This advice seems sound on the surface. Let's say I want to move up in the hierarchy at work. Saunders says we should focus on things that drive us toward the goal. So if we want to move up at work, we should focus on accepting more responsibility, becoming reliable and productive, and being a good listener. Those are good things to focus on for sure. But what if your personality is getting in the way of becoming a good listener? What if you're naturally impatient and don't take the time to understand what people are trying to say to you on the job? According to Saunders, we shouldn't focus on your personality "being a thing in your way." This advice creates an insolvable dilemma. How can you improve your listening ability if you know that your personality is getting in the way of understanding others at your work place but you can't focus on stopping the bad behaviors, like cutting people of mid-sentence, that are preventing you from becoming a good listener? If you haven't guessed it already, the answer is, you can't. You cannot become a good listener if you don't view your bad habit of interrupting people as a thing that is in the way of becoming a good listener.
Brian goes on to say:
What’s more, the human “emergency brake” that is willpower is bound to fail in some instances, causing you to crash.
Yes. You will fail to ignore the cookie jar sitting out on the team-space table at work. Your willpower will fail. Maybe you'll "crash" and go on a cookie eating spree and consume the whole jar. Does that mean the whole concept of willpower is unreliable and needs to be done away with? No. It means YOUR willpower is unreliable. You need to develop the ability to view the cookies as poison. That requires willpower.

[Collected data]
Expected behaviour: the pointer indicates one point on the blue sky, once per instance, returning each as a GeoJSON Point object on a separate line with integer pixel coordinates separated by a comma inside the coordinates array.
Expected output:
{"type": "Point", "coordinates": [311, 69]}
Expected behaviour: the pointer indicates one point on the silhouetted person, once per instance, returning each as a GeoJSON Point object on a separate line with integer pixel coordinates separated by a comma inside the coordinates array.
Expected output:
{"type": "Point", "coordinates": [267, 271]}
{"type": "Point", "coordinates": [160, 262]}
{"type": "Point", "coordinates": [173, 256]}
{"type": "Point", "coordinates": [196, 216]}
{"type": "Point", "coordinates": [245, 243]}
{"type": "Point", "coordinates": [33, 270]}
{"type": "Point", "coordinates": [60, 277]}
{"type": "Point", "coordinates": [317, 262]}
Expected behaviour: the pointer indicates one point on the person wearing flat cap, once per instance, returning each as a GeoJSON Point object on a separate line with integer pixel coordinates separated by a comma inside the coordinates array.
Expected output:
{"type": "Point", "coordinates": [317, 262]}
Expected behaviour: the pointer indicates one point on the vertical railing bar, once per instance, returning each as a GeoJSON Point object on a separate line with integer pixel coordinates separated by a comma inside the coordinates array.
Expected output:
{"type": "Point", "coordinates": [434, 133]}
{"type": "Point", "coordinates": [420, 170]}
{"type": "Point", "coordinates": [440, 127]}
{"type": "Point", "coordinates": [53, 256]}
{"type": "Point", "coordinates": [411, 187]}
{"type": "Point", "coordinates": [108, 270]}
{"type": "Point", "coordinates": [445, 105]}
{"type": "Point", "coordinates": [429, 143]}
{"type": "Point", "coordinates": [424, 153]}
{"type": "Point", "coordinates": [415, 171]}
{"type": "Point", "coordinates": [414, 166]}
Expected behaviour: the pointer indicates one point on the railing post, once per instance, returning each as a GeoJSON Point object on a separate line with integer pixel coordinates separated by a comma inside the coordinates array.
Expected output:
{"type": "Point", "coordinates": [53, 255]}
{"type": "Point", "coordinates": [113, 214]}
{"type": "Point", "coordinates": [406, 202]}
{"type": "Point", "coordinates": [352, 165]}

### Explore the material
1. Copy from the passage on willpower the part that opens with the words containing "Yes. You will" and closes with "That requires willpower.".
2. According to the passage on willpower, why does Saunders' advice about focus create an insolvable dilemma for someone trying to become a good listener? Explain in one to three sentences.
3. In the passage on willpower, what does the author say is required to view the cookies as poison?

### Answers
1.
Yes. You will fail to ignore the cookie jar sitting out on the team-space table at work. Your willpower will fail. Maybe you'll "crash" and go on a cookie eating spree and consume the whole jar. Does that mean the whole concept of willpower is unreliable and needs to be done away with? No. It means YOUR willpower is unreliable. You need to develop the ability to view the cookies as poison. That requires willpower.

2. Saunders says we should not focus on our personality as "a thing in your way." Yet someone whose impatience keeps them from understanding others needs to focus on stopping the bad behaviors that prevent good listening. The author concludes that you cannot become a good listener unless you see your habit of interrupting people as something in the way.

3. Willpower.